To be done: Filter the items below down to every line containing the string "wheel". Matching is case-sensitive.

Point annotation data:
begin

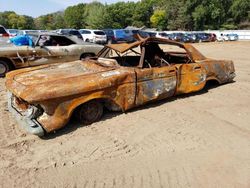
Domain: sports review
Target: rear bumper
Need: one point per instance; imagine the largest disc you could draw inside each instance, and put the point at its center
(30, 125)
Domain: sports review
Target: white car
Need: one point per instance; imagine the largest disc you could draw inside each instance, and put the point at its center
(222, 37)
(161, 34)
(95, 36)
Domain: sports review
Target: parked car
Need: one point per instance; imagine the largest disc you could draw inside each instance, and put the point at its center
(26, 32)
(188, 38)
(118, 36)
(161, 34)
(95, 36)
(43, 99)
(232, 37)
(213, 37)
(47, 48)
(222, 37)
(70, 32)
(3, 32)
(175, 36)
(203, 37)
(13, 32)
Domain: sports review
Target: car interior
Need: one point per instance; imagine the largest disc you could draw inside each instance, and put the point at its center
(155, 56)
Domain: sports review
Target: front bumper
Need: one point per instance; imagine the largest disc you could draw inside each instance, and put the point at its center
(29, 124)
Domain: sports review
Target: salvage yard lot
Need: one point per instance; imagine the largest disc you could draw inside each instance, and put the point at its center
(197, 140)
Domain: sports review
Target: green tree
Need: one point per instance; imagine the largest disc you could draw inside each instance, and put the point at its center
(158, 19)
(75, 16)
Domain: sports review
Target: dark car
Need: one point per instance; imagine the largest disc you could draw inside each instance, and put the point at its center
(72, 32)
(3, 32)
(176, 36)
(213, 37)
(203, 37)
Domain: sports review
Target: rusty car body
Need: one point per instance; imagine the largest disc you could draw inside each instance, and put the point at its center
(48, 48)
(121, 77)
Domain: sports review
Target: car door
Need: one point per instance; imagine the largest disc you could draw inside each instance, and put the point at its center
(53, 51)
(191, 77)
(155, 83)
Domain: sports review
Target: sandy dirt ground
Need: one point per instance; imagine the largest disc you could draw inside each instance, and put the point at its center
(198, 140)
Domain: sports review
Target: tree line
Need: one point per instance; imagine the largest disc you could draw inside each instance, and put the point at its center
(160, 14)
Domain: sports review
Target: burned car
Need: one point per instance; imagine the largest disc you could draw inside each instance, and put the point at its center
(47, 48)
(121, 77)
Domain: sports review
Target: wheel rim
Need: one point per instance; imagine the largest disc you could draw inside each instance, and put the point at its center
(3, 69)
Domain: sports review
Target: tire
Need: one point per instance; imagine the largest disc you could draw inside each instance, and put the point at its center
(90, 112)
(4, 68)
(109, 41)
(84, 56)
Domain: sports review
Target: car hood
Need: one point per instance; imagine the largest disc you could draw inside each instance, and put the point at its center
(60, 80)
(57, 72)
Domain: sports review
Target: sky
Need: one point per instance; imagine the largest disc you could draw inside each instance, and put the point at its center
(37, 8)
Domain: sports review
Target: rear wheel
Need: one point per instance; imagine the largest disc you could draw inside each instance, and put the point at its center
(90, 112)
(83, 56)
(4, 68)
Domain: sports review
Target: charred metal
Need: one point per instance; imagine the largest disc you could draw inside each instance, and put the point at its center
(121, 77)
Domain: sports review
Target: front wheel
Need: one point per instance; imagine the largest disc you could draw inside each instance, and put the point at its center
(90, 112)
(87, 55)
(4, 68)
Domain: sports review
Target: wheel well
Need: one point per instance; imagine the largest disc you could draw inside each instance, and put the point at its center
(211, 84)
(7, 60)
(87, 54)
(107, 103)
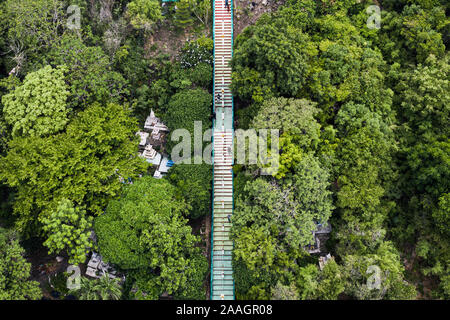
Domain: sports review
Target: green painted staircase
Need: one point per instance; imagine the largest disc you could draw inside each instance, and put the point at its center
(222, 283)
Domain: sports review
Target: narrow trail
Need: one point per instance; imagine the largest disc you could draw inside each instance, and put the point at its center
(222, 283)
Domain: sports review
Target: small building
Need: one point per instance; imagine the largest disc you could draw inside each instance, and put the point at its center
(320, 236)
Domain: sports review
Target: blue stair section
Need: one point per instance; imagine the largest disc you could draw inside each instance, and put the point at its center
(222, 283)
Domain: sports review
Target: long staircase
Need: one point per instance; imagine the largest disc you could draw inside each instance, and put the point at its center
(222, 283)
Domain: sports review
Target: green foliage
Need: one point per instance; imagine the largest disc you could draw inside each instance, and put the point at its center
(183, 17)
(145, 230)
(271, 224)
(196, 52)
(80, 164)
(144, 14)
(34, 22)
(68, 229)
(104, 288)
(185, 107)
(270, 59)
(89, 73)
(282, 292)
(193, 183)
(360, 280)
(299, 133)
(38, 106)
(15, 270)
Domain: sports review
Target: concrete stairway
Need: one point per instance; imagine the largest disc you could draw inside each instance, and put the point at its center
(222, 283)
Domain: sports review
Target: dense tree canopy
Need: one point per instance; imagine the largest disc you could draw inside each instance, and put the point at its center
(15, 270)
(81, 164)
(38, 106)
(145, 230)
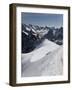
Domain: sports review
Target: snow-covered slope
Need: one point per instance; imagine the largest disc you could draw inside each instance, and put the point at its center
(46, 59)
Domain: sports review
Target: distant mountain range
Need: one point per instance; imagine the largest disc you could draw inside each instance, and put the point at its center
(33, 35)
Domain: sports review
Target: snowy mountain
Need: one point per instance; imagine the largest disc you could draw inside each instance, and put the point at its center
(44, 60)
(33, 35)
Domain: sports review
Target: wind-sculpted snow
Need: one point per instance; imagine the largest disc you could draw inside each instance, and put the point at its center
(45, 60)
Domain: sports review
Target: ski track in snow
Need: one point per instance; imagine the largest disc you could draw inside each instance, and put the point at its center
(45, 60)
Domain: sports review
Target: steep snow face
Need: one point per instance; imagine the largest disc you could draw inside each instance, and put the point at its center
(43, 49)
(46, 59)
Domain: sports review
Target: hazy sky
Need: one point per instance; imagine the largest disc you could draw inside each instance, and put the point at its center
(51, 20)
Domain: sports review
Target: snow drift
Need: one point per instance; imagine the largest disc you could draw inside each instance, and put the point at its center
(46, 59)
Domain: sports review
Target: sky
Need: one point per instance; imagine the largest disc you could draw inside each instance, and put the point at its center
(41, 19)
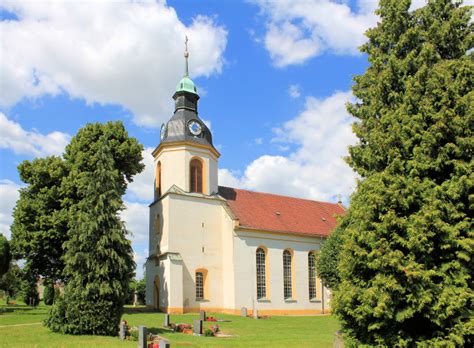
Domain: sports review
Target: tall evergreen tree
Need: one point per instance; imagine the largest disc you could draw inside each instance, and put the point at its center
(99, 261)
(41, 215)
(40, 224)
(5, 255)
(406, 262)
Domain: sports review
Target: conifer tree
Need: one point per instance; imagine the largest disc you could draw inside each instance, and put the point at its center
(98, 258)
(406, 261)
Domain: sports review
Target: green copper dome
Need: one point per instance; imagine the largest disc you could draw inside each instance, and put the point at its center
(186, 85)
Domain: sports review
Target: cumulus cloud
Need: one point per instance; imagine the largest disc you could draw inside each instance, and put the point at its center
(135, 216)
(316, 169)
(9, 195)
(141, 189)
(299, 30)
(128, 53)
(15, 138)
(294, 91)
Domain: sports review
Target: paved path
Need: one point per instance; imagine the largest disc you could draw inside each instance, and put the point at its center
(2, 326)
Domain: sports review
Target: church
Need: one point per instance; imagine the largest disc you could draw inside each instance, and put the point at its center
(221, 249)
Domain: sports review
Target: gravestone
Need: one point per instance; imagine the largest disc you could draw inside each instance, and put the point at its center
(142, 333)
(167, 320)
(197, 327)
(123, 329)
(164, 344)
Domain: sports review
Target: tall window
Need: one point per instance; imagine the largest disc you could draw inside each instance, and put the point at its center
(158, 180)
(261, 275)
(312, 275)
(196, 176)
(199, 286)
(287, 277)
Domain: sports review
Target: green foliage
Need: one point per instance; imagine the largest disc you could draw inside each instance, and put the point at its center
(99, 261)
(48, 293)
(40, 224)
(141, 291)
(406, 260)
(5, 255)
(10, 282)
(41, 215)
(29, 290)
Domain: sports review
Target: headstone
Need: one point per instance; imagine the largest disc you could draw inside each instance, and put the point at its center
(164, 344)
(197, 327)
(338, 340)
(123, 329)
(142, 333)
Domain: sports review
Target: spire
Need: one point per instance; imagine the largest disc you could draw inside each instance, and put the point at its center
(186, 55)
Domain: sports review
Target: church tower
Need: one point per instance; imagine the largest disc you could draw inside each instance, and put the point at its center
(185, 157)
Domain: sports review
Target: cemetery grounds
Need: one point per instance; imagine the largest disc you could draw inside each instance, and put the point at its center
(22, 326)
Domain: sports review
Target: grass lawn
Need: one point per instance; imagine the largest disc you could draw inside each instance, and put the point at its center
(315, 331)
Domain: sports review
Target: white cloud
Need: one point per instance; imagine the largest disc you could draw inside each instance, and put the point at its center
(135, 216)
(294, 91)
(140, 259)
(316, 169)
(141, 188)
(287, 44)
(229, 178)
(14, 137)
(299, 30)
(9, 194)
(127, 53)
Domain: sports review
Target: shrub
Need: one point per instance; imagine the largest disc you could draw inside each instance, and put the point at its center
(48, 294)
(208, 333)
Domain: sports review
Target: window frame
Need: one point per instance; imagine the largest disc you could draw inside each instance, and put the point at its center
(261, 272)
(312, 276)
(204, 289)
(288, 273)
(196, 173)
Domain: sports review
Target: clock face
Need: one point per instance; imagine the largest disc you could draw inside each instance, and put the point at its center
(195, 127)
(162, 132)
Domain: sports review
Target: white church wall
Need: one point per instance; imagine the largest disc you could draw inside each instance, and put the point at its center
(245, 246)
(228, 272)
(196, 234)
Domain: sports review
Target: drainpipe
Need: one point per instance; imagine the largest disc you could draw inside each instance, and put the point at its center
(322, 295)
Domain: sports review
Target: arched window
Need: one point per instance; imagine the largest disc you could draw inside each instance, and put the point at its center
(157, 224)
(287, 276)
(261, 274)
(195, 176)
(312, 275)
(158, 180)
(199, 286)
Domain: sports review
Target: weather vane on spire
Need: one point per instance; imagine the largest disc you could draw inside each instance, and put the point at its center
(186, 55)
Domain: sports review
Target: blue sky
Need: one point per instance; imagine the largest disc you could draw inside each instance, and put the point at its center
(273, 79)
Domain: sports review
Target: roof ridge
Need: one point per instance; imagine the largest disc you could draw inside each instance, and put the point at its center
(279, 195)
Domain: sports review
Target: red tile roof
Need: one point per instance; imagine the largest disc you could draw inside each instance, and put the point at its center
(269, 212)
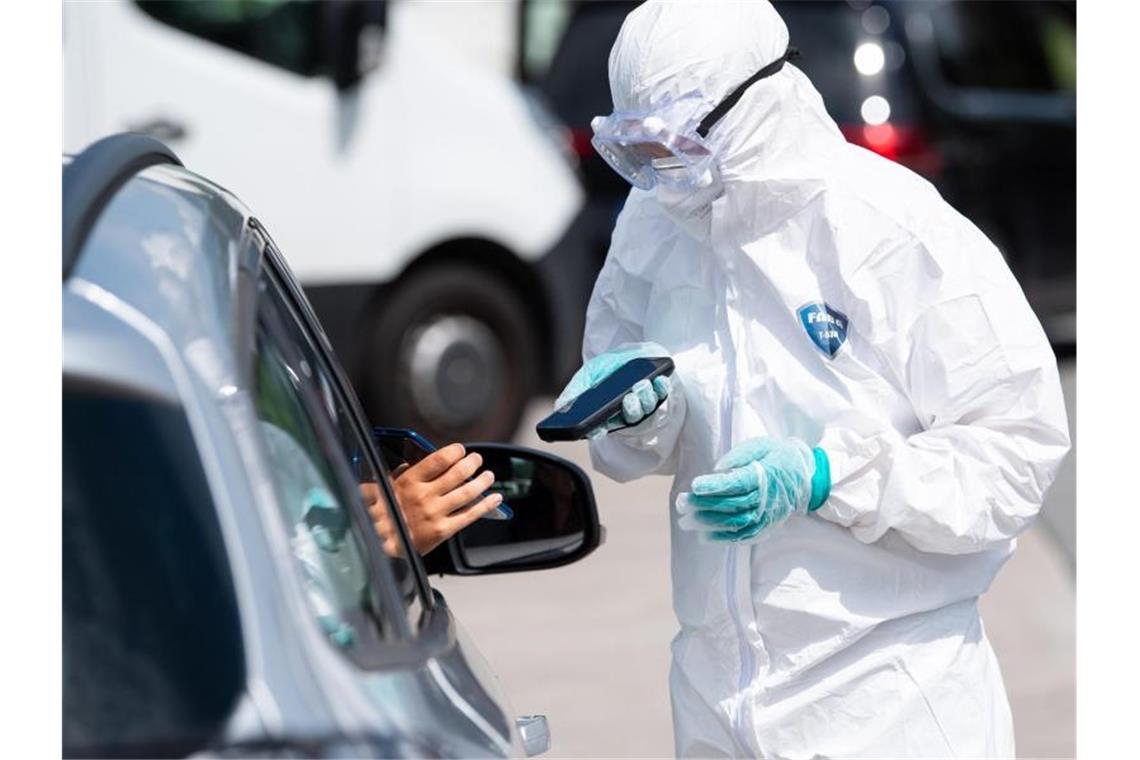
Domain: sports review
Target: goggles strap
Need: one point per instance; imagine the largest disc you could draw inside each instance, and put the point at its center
(723, 107)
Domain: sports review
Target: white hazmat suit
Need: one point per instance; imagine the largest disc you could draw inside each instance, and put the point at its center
(852, 631)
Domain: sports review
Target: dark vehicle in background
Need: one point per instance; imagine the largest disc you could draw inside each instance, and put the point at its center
(977, 97)
(224, 588)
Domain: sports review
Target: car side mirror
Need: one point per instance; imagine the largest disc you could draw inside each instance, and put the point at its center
(554, 520)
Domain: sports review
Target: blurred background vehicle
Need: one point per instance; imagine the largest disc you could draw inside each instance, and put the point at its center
(977, 97)
(224, 587)
(429, 204)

end

Answer to this task:
Target: wheel rim
Target: rear wheel
Target: front wheel
Target: wheel well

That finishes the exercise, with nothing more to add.